Task material —
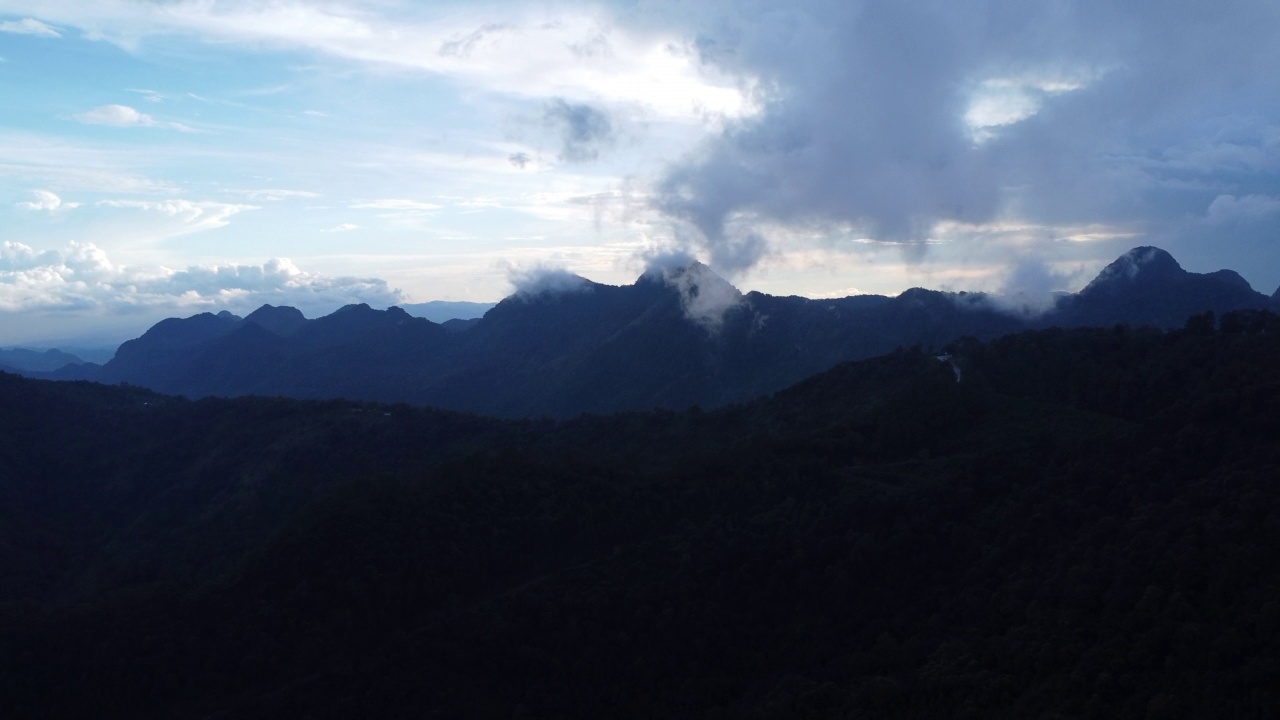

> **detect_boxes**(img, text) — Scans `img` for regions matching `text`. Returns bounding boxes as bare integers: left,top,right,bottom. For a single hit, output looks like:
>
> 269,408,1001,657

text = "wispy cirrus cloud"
0,17,60,37
15,189,80,212
350,198,441,212
75,104,193,131
95,199,258,235
0,132,179,193
231,188,320,202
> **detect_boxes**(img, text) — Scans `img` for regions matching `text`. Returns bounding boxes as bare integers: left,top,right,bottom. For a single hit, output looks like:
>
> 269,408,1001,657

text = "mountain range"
32,246,1280,417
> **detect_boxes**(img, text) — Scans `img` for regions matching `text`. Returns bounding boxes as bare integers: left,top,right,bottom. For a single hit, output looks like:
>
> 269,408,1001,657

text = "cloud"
643,250,743,330
96,199,258,235
506,263,592,299
544,99,614,163
0,18,60,37
0,241,404,315
9,3,750,121
986,257,1081,317
15,190,80,212
0,133,180,193
126,88,165,103
321,223,358,233
350,198,442,212
75,104,192,131
642,0,1280,275
508,152,531,168
1205,194,1280,224
233,188,321,202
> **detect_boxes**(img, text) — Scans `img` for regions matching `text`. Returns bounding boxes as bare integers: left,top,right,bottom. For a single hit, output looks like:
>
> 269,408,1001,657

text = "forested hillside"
3,310,1279,718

What needs to be done — For each record, return its text exactly and leave any picture out.

Task result —
> **detect_boxes**(img, text) — Scans `img` for regions matching `text`. Returns bounding boxes as bare integers: left,top,right,bottom. For a single hit, output looks like:
>
> 269,408,1001,657

text = "wispy cirrus cloud"
0,17,60,37
15,189,80,212
350,198,441,212
75,104,193,131
95,199,258,235
0,132,179,193
231,188,320,202
> **detect_boxes**(img, text) — Scans `img` for regions matching `text`. Returns bounding boxes as bare integers: left,top,right,bottom. For a single hit, output looks like:
>
> 269,408,1001,657

text = "mountain range"
32,246,1280,417
> **detect_boxes**(img, text) — Scans `img` for regions matching `text`. Returns bounding boxes as bare integers: left,top,right,bottom. For a single hit, output looks like:
>
> 269,408,1001,657

text = "cloud"
643,250,743,330
96,199,258,235
506,263,592,299
544,99,614,163
0,18,60,37
0,241,404,315
9,3,750,121
986,257,1081,317
15,190,80,212
0,133,180,193
126,88,165,103
321,223,358,233
350,198,442,212
75,104,192,131
642,0,1280,275
508,152,531,168
1205,194,1280,224
233,188,321,202
> **detect_boxes**(img, text) — Scans `img` for regions matching `text`. Returns bounding boxes as bare integers: left,top,right,bottom. For a single hit, output looks like:
>
> 269,408,1001,657

text = "forested hillside"
3,310,1279,718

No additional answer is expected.